From the entries below, copy every line that has the word "target".

[Dataset entries]
↓

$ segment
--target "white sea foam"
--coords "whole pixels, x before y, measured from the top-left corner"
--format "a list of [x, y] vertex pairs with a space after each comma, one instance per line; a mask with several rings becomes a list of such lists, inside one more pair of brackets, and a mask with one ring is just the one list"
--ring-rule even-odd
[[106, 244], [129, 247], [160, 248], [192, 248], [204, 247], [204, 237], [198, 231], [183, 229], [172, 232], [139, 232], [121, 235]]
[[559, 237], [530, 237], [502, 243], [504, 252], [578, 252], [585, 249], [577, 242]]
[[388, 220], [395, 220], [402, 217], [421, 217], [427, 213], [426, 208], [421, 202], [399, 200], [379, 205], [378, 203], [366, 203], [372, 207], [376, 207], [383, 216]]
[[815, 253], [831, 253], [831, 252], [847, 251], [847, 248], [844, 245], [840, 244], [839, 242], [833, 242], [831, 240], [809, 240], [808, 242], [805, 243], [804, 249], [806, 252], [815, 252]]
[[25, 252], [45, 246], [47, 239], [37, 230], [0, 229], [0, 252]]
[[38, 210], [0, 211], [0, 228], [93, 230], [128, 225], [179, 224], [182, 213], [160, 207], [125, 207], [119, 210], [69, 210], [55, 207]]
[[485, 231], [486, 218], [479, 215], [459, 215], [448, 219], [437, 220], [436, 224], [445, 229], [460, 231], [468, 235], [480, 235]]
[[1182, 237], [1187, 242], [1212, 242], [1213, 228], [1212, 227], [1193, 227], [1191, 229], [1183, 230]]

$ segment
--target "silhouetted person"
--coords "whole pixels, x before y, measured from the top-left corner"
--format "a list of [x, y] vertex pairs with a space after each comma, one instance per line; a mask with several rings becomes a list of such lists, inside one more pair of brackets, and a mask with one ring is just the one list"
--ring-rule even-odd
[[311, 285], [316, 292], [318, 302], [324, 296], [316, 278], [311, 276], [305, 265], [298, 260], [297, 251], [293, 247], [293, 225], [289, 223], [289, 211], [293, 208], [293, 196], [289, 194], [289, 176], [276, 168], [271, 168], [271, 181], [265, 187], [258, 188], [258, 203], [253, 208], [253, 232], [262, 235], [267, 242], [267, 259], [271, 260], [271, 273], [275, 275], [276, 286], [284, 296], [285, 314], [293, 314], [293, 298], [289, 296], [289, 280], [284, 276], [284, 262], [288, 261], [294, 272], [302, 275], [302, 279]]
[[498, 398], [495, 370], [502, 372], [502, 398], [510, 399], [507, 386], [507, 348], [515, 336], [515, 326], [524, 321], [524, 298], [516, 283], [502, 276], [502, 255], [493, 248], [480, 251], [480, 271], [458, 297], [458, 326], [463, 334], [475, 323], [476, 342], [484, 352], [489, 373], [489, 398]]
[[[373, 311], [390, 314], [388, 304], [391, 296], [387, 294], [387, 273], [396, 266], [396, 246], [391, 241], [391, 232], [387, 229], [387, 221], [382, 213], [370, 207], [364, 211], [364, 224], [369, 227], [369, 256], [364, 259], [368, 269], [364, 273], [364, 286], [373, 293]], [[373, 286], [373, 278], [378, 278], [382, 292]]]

↑

== RESPONSE FOR THIS EXERCISE ==
--target "white sea foam"
--target "silhouetted person"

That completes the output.